[[ Page extract, beginning ]]
President Kais Saied attended a cabinet meeting in the capital Tunis, on December 13, 2021. AFP
In a speech on national television, Saied announced a "popular consultation" with the Tunisian people and said that "other draft constitutional and other reforms will be put forward to referendum on July 25".
That will mark a year since he sacked the government, suspended parliament and seized a string of powers.
His move came as the North African country wallowed in political and economic crises compounded by the coronavirus pandemic.
He later moved to rule by decree.
Saied, who has been a sharp critic of the North African country's 2014 constitution, said Monday that a nationwide public consultation would take place from January 1 until March 20 to gather suggestions for constitutional and other reforms.
A committee will then examine them until June, ahead of the referendum on the anniversary the Tunisian republic was declared after independence from France.
Parliament will stay suspended until "elections take place under new laws on December 17 next year", he said.
[[ Page extract, end ]]
--- What to do ---
Proceed with the text on Kais Saied's planned constitutional referendum in Tunisia, picking up after its final sentence. The records play no part in the tasks.
[[ Material supplied, beginning ]]
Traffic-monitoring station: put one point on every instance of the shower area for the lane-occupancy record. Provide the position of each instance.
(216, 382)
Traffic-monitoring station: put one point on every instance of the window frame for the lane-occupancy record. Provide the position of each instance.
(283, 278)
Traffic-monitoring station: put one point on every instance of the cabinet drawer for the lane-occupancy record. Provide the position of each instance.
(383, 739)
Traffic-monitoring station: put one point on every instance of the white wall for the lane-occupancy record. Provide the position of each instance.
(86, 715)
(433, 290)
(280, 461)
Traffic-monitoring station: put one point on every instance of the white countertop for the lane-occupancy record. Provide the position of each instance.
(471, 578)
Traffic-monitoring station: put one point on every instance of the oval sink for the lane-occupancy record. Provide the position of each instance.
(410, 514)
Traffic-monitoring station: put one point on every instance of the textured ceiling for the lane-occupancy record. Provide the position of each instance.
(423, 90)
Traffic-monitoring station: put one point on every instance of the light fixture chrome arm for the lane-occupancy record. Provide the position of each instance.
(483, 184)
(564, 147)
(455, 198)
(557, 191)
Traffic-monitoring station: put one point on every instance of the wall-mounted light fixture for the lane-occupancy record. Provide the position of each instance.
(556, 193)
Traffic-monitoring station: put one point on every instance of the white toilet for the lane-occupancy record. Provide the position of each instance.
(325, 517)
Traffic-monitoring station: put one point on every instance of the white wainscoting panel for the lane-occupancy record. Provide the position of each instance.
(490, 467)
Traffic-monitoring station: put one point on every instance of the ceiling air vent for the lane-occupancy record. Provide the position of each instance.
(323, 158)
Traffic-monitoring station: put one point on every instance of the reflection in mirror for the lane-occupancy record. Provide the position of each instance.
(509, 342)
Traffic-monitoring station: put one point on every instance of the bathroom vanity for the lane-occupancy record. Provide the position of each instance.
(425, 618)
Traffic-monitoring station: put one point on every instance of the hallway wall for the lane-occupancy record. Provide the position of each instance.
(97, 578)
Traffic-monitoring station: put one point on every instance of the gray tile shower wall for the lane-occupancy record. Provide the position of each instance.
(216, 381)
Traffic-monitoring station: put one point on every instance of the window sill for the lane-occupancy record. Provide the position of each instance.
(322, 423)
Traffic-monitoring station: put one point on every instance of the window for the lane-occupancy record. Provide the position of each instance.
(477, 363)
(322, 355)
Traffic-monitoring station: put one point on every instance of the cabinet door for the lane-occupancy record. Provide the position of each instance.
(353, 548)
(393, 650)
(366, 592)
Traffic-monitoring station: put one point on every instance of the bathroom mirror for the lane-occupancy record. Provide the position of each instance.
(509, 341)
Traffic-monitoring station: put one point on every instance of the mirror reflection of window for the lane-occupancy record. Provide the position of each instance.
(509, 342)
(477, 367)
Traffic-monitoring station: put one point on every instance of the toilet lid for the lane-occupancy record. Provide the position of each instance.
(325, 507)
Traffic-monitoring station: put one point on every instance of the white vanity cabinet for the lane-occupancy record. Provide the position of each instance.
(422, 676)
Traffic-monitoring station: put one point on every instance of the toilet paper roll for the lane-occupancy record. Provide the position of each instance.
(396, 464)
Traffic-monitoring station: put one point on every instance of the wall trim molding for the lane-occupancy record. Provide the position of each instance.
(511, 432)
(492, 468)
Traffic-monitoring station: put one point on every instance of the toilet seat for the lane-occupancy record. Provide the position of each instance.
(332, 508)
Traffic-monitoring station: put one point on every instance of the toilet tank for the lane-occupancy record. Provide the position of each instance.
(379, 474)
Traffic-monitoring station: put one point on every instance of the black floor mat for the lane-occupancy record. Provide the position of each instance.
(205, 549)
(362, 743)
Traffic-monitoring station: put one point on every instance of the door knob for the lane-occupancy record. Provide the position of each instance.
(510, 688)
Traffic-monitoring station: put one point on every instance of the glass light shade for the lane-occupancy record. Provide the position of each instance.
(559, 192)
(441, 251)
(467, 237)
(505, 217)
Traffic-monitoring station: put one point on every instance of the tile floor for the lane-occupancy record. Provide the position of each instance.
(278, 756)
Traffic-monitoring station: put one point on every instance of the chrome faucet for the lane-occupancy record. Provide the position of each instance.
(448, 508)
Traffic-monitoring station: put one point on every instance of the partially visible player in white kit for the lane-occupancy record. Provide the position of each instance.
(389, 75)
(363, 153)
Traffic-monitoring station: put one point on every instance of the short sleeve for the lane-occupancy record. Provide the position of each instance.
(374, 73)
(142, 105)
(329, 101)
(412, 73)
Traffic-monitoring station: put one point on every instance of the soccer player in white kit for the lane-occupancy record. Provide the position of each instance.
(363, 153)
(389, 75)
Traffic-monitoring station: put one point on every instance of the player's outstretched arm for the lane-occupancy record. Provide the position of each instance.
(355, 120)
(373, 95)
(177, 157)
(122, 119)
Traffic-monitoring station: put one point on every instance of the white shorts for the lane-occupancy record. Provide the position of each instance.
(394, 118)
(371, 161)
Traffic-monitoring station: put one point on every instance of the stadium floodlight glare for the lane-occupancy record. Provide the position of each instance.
[[ Material supplied, end ]]
--- The answer ---
Earlier Monday, Saied had told cabinet that constitutions are "not eternal".
"The people exercises its sovereignty in the framework of the constitution," Saied said.
"So if it's not possible for the sovereign people to practise its rights in the framework of a text, then there needs to be a new text."
The 2014 constitution, which put in place a hybrid presidential-parliamentary system, was seen as a compromise between powerful Islamist-inspired party Ennahdha and its secular rivals.
But many Tunisians see the political system it created as having failed, creating corruption and endless blockages without resolving deep social and economic problems.